**Exercise description:** Below are records; reproduce exactly the lines from the one containing "Return the outline of every instance of the calm" through the end, both included, and only those.

**Boundary annotation records:**
━━━

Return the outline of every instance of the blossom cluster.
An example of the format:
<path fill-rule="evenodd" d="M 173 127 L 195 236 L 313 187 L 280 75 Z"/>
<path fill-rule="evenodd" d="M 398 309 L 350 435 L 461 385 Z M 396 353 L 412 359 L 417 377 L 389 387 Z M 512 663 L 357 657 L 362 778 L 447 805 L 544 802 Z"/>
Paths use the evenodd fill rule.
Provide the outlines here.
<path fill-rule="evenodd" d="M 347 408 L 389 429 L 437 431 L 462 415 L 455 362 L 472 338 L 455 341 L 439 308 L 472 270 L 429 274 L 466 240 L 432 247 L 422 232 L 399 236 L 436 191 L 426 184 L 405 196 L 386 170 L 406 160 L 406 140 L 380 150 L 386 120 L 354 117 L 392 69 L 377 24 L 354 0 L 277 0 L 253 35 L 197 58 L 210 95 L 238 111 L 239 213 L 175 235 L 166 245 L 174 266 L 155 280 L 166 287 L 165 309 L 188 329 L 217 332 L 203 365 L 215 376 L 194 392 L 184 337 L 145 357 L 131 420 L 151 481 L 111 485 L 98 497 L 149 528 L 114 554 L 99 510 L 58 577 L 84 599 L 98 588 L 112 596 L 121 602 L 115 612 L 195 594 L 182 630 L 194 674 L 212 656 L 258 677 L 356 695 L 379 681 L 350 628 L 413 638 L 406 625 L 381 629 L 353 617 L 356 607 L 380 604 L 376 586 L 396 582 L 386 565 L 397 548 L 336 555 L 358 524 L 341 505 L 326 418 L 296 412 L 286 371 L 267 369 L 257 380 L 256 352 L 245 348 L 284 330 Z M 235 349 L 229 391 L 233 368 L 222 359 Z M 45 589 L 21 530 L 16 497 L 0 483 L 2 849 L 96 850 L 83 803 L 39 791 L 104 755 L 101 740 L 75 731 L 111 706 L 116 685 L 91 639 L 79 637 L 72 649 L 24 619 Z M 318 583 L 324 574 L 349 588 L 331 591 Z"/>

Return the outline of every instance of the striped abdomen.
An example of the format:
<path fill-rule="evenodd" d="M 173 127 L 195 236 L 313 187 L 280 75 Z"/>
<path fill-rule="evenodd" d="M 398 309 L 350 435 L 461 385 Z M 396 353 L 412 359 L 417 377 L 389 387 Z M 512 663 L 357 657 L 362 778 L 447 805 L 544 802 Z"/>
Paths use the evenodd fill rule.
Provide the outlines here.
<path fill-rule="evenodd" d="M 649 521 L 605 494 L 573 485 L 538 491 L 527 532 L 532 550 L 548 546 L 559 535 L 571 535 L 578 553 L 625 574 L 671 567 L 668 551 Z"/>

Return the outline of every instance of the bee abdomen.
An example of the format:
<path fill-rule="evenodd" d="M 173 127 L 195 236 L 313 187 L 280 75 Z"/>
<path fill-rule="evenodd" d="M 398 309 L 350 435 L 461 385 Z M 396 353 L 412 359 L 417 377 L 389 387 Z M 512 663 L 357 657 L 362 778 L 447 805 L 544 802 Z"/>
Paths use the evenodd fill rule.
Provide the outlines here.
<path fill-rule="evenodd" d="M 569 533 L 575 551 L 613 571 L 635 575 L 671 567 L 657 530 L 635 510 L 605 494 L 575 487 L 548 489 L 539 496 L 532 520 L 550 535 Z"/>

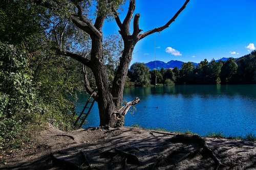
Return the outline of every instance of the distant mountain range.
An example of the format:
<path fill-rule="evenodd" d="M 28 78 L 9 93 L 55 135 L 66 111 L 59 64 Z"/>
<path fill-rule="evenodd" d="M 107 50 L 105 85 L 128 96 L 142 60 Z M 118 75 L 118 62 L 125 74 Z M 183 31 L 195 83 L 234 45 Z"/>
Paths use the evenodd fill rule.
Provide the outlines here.
<path fill-rule="evenodd" d="M 217 62 L 218 62 L 219 61 L 226 61 L 228 59 L 228 58 L 222 58 L 220 59 L 220 60 L 216 60 Z M 183 61 L 178 61 L 178 60 L 170 60 L 170 61 L 168 61 L 166 63 L 165 63 L 163 61 L 156 61 L 156 66 L 157 66 L 157 69 L 160 69 L 161 68 L 163 68 L 164 69 L 166 68 L 174 68 L 175 67 L 177 67 L 179 69 L 180 69 L 181 67 L 181 66 L 182 65 L 182 64 L 184 63 Z M 195 66 L 197 66 L 198 65 L 198 63 L 192 62 L 192 64 L 194 64 Z M 153 70 L 155 69 L 156 67 L 156 64 L 155 62 L 155 61 L 150 61 L 147 63 L 145 63 L 146 66 L 150 68 L 150 69 Z"/>

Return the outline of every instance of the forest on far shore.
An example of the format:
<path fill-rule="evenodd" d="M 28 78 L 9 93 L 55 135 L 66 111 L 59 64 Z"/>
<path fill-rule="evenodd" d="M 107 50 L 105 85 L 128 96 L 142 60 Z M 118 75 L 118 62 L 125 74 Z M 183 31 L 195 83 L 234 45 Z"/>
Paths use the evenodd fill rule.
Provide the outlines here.
<path fill-rule="evenodd" d="M 151 85 L 236 84 L 256 83 L 256 51 L 238 59 L 225 61 L 212 59 L 201 61 L 195 66 L 192 62 L 183 63 L 181 68 L 150 70 L 144 63 L 136 62 L 128 72 L 126 87 Z"/>

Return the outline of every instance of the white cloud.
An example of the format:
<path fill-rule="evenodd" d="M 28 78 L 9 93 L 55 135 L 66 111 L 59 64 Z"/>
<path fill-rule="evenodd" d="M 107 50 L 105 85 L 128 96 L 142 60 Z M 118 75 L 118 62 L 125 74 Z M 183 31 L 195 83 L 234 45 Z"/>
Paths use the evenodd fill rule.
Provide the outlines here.
<path fill-rule="evenodd" d="M 172 55 L 177 56 L 182 56 L 182 54 L 180 53 L 179 51 L 174 48 L 173 48 L 171 47 L 167 47 L 165 48 L 165 52 L 167 53 L 169 53 Z"/>
<path fill-rule="evenodd" d="M 230 54 L 237 54 L 237 52 L 229 52 L 229 53 L 230 53 Z"/>
<path fill-rule="evenodd" d="M 252 51 L 255 50 L 254 44 L 253 43 L 250 43 L 247 46 L 246 46 L 246 48 L 249 49 L 248 51 Z"/>

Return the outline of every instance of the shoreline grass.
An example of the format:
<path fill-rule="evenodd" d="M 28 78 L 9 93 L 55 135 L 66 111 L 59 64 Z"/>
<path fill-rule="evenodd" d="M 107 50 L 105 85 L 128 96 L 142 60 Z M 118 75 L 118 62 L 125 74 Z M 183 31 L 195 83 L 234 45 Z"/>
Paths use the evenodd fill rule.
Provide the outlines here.
<path fill-rule="evenodd" d="M 189 135 L 198 135 L 201 137 L 214 137 L 217 138 L 227 138 L 228 139 L 236 139 L 236 140 L 243 140 L 248 141 L 256 141 L 256 135 L 254 135 L 252 132 L 248 133 L 245 135 L 244 137 L 241 136 L 226 136 L 224 135 L 221 132 L 211 132 L 208 133 L 205 136 L 201 136 L 196 133 L 194 133 L 191 131 L 187 129 L 185 131 L 168 131 L 164 128 L 145 128 L 142 127 L 138 123 L 135 123 L 134 125 L 132 125 L 131 127 L 135 128 L 140 128 L 144 130 L 155 130 L 157 131 L 164 131 L 168 132 L 170 133 L 175 133 L 179 134 L 185 134 Z"/>

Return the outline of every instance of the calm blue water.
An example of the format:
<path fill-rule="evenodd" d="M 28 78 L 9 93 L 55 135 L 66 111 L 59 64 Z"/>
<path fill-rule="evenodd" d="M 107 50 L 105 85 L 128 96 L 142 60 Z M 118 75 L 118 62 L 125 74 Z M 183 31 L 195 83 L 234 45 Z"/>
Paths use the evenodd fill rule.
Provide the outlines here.
<path fill-rule="evenodd" d="M 256 135 L 256 85 L 177 85 L 135 87 L 124 90 L 124 99 L 140 99 L 137 111 L 128 113 L 125 126 L 191 131 L 201 135 L 221 132 L 226 136 Z M 77 111 L 88 96 L 78 94 Z M 158 108 L 157 108 L 158 107 Z M 95 103 L 84 127 L 99 124 Z"/>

━━━

**Task response:**
Return the outline of every instance of the calm blue water.
An example of the format:
<path fill-rule="evenodd" d="M 28 78 L 9 93 L 55 135 L 66 111 L 59 64 Z"/>
<path fill-rule="evenodd" d="M 107 50 L 105 85 L 128 96 L 142 60 Z M 118 75 L 118 62 L 125 74 Z M 183 31 L 195 83 L 234 45 Z"/>
Paths use the evenodd fill rule.
Provide the outlines here.
<path fill-rule="evenodd" d="M 256 135 L 256 85 L 177 85 L 135 87 L 124 90 L 124 99 L 140 99 L 137 111 L 128 113 L 125 126 L 191 131 L 201 135 L 221 132 L 226 136 Z M 77 111 L 88 96 L 78 94 Z M 158 108 L 157 108 L 158 107 Z M 95 103 L 84 127 L 99 124 Z"/>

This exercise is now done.